Neue Eskalation befürchtet

Carles Campuzano, Sprecher der katalanischen PdeCAT, der auch Puig­demont angehört, zeigte sich am Dienstag allerdings überzeugt davon, dass die deutschen Richter die Auslieferung letztlich ablehnen würden. Der Vorwurf der Rebellion und der Gewalt sei „ganz einfach fehl am Platz“.

Tatsächlich hatten verschiedene Politiker der PP von Ministerpräsident Mariano Rajoy und der rechtsliberalen Partei Ciudadanos (Cs) die katalanische Unabhängigkeitsbewegung in den vergangenen Tagen verstärkt der Gewalt bezichtigt. Dabei ging es um Sprühereien am Haus eines Ermittlungsrichters im katalanischen Girona, um Solidaritätsparolen mit den „politischen Gefangenen“ an der Fassade eines Parteibüros der Cs in Tarragona und um unblutige Straßenblockaden.

„In Katalonien gibt es keine Gewalt. Schlagen wir nicht dort Alarm, wo nichts passiert“: Mit diesen Worten warnte die Bürgermeisterin von Barcelona, Ada Colau, vor einer weiteren, auch verbalen Eskalation. Colau gehört zur basisdemokratischen Plattform Barcelona En Comú, sie regiert mit Unterstützung von Parteien der Befürworter der Unabhängigkeit und solchen, die sie ablehnen. Sowohl in Spanien als auch in Deutschland haben Aktivisten jetzt weitere Demonstrationen gegen die Inhaftierung beziehungsweise Auslieferung Puigdemonts geplant.

Am kommenden Samstag will Ferran Cornella mit dem CDR eine Demonstration vor der Justizvollzugsanstalt Neumünster organisieren. Mit Bussen sollen Unabhängigkeitsbefürworter aus ganz Deutschland kommen, auch Politiker aus Katalonien werden erwartet. In Barcelona hat ein Bündnis aus Unabhängigkeitsbewegung, Gewerkschaften und Organisationen aus der Kultur für den 15. April zu einer Großdemonstration zur Verteidigung demokratischer Rechte aufgerufen.

Was alle, quer durch die Lager befürchten: Eine Auslieferung Puig­demonts aus Deutschland nach Spanien könnte den Zorn und die Auseinandersetzungen dort gehörig anheizen.

———

• [AUFGABENLISTE]:
1/ Übertragen Sie aus dem Auszug den Abschnitt von „Carles Campuzano, Sprecher“ bis einschließlich „um unblutige Straßenblockaden.“ wortgetreu.
2/ Beantworten Sie anhand des Auszugs die folgenden Fragen:
(a) Für welche Partei ist Carles Campuzano Sprecher?
(b) In welcher Stadt wurden Solidaritätsparolen an der Fassade eines Parteibüros der Cs angebracht?
(c) Für welches Datum wurde in Barcelona zu einer Großdemonstration aufgerufen?
3/ Nennen Sie alle Personen, die im Auszug namentlich erwähnt werden.

———

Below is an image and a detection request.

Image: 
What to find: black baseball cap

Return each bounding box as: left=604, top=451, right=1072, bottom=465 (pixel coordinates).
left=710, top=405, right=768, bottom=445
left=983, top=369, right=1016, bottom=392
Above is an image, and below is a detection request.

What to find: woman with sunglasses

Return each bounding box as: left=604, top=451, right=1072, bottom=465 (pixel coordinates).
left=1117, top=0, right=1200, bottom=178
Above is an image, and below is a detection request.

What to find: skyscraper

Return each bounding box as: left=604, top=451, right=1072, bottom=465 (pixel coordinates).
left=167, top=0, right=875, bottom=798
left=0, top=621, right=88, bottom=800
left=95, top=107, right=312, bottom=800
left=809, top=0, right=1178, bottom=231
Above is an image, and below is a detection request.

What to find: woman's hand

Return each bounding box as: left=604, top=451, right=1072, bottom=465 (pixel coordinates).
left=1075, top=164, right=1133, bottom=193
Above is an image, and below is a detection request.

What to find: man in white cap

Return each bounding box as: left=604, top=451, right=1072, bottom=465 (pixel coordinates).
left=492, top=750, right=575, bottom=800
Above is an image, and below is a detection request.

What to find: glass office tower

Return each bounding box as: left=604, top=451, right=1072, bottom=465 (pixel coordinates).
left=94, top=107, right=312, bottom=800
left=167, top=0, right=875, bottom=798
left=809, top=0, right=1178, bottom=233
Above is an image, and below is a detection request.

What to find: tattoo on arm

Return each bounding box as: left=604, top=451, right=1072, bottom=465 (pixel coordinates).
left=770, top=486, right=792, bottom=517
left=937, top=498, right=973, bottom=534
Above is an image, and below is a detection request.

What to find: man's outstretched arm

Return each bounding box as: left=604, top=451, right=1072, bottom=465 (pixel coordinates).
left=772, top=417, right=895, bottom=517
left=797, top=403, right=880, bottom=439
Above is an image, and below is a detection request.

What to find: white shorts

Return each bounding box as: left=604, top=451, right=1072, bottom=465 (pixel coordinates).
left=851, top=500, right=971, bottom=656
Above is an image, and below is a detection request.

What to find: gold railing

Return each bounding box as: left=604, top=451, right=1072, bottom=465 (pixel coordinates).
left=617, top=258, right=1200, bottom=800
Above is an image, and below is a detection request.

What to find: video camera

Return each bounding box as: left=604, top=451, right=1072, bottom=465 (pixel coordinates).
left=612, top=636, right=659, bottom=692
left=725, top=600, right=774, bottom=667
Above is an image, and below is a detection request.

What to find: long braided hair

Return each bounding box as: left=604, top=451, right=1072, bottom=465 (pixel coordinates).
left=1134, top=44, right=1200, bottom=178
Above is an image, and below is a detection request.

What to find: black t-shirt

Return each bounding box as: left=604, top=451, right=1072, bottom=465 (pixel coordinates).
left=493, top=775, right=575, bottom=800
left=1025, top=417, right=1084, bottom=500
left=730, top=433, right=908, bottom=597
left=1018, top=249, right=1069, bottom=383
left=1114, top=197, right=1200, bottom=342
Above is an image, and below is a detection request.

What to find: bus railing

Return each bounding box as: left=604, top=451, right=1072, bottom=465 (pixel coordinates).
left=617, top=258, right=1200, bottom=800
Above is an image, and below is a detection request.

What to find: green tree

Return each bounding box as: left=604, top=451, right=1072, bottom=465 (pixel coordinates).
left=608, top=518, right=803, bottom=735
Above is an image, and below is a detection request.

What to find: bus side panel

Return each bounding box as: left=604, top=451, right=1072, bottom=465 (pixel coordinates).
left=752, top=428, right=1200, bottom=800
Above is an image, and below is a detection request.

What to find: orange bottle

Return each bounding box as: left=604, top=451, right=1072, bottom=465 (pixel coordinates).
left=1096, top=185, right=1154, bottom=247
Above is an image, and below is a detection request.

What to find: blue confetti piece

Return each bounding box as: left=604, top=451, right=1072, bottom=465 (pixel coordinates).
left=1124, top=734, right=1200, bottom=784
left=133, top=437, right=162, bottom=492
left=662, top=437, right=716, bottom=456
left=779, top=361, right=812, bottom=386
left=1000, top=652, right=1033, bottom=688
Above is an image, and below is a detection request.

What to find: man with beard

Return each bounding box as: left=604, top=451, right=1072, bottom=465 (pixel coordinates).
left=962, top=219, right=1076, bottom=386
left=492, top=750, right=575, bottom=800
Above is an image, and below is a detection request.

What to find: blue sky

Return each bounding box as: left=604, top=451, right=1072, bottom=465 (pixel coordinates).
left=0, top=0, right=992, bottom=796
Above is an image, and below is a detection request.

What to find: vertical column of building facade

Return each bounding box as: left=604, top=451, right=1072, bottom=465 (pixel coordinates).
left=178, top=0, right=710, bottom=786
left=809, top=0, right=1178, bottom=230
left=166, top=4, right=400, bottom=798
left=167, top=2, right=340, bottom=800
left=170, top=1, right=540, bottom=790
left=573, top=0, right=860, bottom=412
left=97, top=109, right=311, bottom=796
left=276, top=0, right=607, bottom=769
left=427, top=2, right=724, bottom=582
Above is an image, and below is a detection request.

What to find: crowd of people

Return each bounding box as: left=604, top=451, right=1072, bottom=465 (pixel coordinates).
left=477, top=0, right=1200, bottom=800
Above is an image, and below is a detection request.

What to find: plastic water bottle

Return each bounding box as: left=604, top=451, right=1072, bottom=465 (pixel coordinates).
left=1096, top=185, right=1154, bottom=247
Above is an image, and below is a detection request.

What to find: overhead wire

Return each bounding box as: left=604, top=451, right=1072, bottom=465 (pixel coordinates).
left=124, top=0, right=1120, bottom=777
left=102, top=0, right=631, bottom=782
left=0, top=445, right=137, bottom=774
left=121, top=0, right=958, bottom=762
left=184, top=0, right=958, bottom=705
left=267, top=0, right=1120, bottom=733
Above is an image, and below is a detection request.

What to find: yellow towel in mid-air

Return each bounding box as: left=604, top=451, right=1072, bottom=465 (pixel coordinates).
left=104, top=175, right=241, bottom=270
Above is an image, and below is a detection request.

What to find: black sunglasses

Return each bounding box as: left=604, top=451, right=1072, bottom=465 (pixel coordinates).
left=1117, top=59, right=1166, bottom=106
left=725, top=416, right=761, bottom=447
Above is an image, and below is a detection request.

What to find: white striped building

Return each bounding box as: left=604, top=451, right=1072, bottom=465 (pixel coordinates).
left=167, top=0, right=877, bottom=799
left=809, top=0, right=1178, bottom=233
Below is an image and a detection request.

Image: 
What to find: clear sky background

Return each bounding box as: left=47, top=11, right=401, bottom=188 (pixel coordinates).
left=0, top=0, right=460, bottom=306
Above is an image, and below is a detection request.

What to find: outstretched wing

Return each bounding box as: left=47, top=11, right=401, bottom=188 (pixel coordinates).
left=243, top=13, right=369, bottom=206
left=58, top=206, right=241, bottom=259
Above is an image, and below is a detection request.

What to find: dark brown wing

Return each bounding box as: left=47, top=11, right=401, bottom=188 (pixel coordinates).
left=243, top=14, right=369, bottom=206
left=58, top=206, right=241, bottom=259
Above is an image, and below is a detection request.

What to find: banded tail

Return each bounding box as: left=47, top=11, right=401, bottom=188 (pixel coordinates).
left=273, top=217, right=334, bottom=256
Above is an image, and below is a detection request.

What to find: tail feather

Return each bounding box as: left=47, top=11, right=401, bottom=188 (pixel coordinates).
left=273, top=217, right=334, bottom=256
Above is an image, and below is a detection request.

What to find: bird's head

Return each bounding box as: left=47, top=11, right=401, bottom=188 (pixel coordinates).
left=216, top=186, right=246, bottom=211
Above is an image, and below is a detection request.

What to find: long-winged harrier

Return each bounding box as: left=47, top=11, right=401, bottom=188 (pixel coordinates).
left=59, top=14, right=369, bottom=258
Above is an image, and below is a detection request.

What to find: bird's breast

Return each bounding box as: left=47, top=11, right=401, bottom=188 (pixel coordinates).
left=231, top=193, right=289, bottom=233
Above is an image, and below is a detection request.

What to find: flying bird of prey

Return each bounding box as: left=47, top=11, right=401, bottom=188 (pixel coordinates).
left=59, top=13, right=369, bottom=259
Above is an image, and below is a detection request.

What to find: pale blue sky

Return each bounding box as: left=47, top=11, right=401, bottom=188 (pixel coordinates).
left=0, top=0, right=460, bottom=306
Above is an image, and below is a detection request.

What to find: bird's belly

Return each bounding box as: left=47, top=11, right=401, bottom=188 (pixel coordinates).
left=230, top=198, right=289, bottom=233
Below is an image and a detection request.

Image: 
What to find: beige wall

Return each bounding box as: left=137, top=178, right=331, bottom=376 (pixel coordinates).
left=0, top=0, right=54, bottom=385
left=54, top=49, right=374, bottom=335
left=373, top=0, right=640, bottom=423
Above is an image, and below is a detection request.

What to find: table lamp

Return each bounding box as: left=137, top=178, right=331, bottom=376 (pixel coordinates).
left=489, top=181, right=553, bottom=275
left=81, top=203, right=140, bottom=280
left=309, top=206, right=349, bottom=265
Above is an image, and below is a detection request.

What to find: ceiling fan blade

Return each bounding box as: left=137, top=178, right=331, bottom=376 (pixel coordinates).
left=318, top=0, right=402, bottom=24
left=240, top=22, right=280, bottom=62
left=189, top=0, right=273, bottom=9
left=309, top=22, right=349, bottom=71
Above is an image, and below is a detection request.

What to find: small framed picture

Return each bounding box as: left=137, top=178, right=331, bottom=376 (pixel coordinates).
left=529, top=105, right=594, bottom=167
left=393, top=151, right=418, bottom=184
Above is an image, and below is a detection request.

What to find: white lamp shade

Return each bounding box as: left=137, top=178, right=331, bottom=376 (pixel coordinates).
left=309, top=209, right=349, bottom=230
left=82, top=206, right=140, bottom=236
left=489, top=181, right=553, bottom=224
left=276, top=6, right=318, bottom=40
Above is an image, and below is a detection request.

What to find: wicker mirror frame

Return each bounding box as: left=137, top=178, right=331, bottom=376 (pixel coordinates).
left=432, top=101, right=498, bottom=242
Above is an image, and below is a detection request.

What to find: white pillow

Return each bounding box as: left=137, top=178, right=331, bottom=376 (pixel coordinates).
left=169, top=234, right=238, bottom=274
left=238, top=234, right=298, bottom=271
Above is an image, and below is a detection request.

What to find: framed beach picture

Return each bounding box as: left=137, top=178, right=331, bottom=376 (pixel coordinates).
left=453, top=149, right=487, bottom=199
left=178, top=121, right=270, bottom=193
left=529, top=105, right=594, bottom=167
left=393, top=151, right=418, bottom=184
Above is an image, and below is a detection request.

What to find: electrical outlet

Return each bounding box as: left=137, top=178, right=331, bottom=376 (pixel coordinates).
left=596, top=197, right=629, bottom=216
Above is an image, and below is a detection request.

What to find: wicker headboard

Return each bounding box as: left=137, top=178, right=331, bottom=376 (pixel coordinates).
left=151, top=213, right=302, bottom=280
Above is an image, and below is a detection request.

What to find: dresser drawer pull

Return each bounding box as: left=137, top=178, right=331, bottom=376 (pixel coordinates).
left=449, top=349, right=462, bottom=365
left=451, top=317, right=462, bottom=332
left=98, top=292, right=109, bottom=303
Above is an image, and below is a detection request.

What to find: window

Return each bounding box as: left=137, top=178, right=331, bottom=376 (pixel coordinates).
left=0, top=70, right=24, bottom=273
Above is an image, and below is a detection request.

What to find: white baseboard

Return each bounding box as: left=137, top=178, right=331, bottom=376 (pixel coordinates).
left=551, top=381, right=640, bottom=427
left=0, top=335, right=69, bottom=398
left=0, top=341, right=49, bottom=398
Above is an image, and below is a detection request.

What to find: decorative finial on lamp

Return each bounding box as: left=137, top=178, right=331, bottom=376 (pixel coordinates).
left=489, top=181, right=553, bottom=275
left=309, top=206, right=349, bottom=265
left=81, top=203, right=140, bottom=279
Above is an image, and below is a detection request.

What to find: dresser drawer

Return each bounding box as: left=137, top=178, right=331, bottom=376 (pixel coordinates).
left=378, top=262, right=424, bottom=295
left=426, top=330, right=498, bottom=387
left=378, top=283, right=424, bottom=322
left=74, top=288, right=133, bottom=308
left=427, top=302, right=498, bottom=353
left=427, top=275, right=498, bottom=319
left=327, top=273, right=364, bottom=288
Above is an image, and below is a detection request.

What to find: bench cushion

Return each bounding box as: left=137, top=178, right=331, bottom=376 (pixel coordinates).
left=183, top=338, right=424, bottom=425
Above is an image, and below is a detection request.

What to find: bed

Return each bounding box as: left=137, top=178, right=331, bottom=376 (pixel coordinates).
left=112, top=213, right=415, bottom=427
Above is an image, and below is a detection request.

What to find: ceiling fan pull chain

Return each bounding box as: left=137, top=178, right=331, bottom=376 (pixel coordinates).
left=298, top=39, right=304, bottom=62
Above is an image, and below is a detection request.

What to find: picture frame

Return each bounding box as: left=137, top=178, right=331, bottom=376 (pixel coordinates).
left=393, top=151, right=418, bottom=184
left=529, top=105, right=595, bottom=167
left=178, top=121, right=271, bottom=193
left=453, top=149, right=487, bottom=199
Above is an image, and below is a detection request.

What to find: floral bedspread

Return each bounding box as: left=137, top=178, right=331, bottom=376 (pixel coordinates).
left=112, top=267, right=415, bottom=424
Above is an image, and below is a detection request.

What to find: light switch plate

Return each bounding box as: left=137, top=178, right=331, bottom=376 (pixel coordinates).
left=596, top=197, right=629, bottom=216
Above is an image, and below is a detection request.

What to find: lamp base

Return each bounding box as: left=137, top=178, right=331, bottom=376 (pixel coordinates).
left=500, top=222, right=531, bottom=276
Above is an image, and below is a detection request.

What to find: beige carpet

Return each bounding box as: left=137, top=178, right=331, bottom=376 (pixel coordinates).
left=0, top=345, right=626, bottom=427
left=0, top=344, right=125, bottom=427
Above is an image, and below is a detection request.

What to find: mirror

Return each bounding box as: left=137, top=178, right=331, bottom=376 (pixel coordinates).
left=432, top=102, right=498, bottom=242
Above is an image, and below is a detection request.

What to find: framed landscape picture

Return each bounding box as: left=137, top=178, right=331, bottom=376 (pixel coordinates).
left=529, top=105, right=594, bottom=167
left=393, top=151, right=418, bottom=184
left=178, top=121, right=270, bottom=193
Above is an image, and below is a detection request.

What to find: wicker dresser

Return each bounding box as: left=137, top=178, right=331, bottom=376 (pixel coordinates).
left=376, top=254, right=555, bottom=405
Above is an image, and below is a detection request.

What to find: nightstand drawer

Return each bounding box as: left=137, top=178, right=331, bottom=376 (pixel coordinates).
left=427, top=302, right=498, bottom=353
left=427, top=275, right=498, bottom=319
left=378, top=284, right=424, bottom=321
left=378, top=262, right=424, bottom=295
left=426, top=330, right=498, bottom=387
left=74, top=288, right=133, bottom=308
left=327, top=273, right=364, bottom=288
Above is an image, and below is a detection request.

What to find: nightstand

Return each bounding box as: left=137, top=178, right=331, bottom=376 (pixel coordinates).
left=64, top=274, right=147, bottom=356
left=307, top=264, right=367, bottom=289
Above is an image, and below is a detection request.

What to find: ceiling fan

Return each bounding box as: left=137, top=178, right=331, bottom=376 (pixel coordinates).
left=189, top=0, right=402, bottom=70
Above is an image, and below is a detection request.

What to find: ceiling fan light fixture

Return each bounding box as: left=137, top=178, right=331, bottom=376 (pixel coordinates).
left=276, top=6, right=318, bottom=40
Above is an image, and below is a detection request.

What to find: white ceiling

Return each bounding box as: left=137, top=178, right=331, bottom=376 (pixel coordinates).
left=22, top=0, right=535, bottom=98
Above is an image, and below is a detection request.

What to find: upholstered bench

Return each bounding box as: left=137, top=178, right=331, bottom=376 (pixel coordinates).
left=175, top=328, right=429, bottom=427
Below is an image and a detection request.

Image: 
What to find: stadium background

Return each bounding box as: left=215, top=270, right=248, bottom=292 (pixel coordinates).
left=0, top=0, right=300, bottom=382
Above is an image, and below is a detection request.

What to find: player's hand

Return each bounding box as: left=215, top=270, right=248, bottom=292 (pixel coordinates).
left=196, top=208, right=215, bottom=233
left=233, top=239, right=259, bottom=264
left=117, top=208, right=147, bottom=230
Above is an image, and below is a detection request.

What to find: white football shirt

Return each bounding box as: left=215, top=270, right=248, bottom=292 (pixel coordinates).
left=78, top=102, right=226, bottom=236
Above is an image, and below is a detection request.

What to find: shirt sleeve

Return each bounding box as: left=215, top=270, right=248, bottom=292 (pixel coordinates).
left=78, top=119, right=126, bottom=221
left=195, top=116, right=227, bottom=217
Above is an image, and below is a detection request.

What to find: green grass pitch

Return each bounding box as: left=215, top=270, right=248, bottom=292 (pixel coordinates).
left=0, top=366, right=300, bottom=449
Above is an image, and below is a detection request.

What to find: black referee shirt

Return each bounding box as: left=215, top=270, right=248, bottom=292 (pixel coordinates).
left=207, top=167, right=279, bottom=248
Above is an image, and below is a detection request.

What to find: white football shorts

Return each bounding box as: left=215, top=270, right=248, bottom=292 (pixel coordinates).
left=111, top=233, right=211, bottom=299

———

• [SCHRIFTLICHE ANTWORTEN]:
1/
Carles Campuzano, Sprecher der katalanischen PdeCAT, der auch Puig­demont angehört, zeigte sich am Dienstag allerdings überzeugt davon, dass die deutschen Richter die Auslieferung letztlich ablehnen würden. Der Vorwurf der Rebellion und der Gewalt sei „ganz einfach fehl am Platz“.

Tatsächlich hatten verschiedene Politiker der PP von Ministerpräsident Mariano Rajoy und der rechtsliberalen Partei Ciudadanos (Cs) die katalanische Unabhängigkeitsbewegung in den vergangenen Tagen verstärkt der Gewalt bezichtigt. Dabei ging es um Sprühereien am Haus eines Ermittlungsrichters im katalanischen Girona, um Solidaritätsparolen mit den „politischen Gefangenen“ an der Fassade eines Parteibüros der Cs in Tarragona und um unblutige Straßenblockaden.

2/
(a) Für die katalanische PdeCAT.
(b) In Tarragona.
(c) Für den 15. April.

3/ Carles Campuzano, Puigdemont, Mariano Rajoy, Ada Colau, Ferran Cornella